>> begin

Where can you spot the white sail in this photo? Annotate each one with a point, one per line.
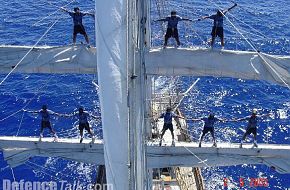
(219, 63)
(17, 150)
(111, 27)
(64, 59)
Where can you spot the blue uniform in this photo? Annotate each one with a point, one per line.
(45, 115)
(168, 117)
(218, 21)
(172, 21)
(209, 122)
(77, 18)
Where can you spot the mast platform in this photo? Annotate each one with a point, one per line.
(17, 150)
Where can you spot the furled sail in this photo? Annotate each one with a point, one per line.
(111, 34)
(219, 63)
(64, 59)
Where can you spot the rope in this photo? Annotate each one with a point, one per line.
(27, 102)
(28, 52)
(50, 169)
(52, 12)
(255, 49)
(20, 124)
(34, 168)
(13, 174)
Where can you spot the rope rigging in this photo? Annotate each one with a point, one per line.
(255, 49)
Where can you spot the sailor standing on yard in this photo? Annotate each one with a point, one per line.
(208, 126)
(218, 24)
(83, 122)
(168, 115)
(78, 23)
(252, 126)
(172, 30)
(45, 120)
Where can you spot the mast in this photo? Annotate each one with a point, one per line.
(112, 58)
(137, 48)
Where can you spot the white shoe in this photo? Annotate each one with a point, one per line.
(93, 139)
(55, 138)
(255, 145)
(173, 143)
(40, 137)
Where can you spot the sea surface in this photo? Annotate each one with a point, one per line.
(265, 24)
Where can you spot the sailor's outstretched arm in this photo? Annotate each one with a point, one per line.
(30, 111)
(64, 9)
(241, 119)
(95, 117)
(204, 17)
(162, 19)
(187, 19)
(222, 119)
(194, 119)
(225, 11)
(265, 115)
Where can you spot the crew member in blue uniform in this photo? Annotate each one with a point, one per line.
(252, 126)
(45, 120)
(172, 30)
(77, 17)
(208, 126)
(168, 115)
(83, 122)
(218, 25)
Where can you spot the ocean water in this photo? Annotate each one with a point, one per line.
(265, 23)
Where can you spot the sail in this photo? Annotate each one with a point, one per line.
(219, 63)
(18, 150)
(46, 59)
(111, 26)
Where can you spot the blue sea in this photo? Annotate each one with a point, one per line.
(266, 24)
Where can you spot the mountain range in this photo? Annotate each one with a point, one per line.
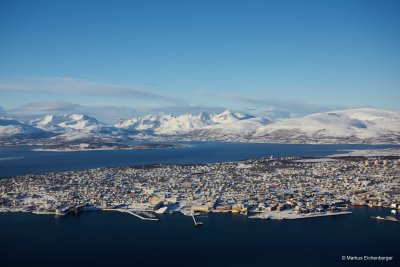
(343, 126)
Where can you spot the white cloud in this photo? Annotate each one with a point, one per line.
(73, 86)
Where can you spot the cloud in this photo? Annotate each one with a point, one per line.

>> end

> [Written problem] Repeat all of the entries word for word, but omit the pictures.

> [Correct result]
Where can you spot the white sail in this photo? Annotate each one with a point, one per line.
(219, 63)
(17, 150)
(111, 27)
(64, 59)
Where can you spot the blue uniform in this photo? Annotate each one with a point, one per line.
(45, 115)
(168, 117)
(218, 21)
(172, 21)
(209, 122)
(77, 18)
Where can you spot the mast platform in this photo? Annotate each one with a point, one per line.
(17, 150)
Where can you spot the furled sail in this photo? Annotate each one with a point, one per line.
(111, 34)
(219, 63)
(64, 59)
Where can you spot the rope in this photo? Annotate each one with a point, one per line.
(27, 102)
(28, 52)
(50, 169)
(52, 12)
(255, 49)
(20, 124)
(34, 168)
(13, 174)
Where can you spot the rope rigging in this photo? Annotate each one with a point, one per line.
(255, 49)
Where can you spot the sailor standing on yard in this photo? Annotate each one with a point, one per line.
(208, 126)
(218, 24)
(83, 122)
(168, 115)
(78, 23)
(252, 126)
(172, 30)
(45, 120)
Where can you spot the mast in this photo? Annotate each one with a point, one per line.
(112, 58)
(137, 48)
Where can you spot the white shoe in this photo? Annotate each one with a point, one per line.
(93, 139)
(55, 138)
(255, 145)
(173, 143)
(40, 137)
Where can you spot the sea surface in this photo? Annotate each one with a point, one per line.
(265, 24)
Where can you spot the sailor's outstretched arm in this photo? Annotate each one with a point, one per line.
(30, 111)
(64, 9)
(241, 119)
(95, 117)
(204, 17)
(162, 19)
(187, 19)
(222, 119)
(194, 119)
(225, 11)
(265, 115)
Where can you spot the crew member in blue uniform in this photo? Annotate each one with a point, one per line.
(252, 126)
(45, 120)
(172, 30)
(77, 17)
(208, 126)
(168, 115)
(83, 122)
(218, 25)
Where can you spot the ocean water in this photo? Annotate each one with a point, one per line.
(265, 23)
Where can you spot the sail in this photo? Annotate each one with a point, one per line.
(219, 63)
(18, 150)
(46, 59)
(111, 26)
Where can you spot the blue sea in this photo? Annotate each one with a point, one per line.
(266, 24)
Where can you spot the mountain range in this photo? Annotate each one with a point, one per line.
(343, 126)
Where can you spot the white cloud in this photo? Annotate each one with a point, one per line.
(73, 86)
Where can you spot the cloud in this photo? Annotate each one with a point, one per line.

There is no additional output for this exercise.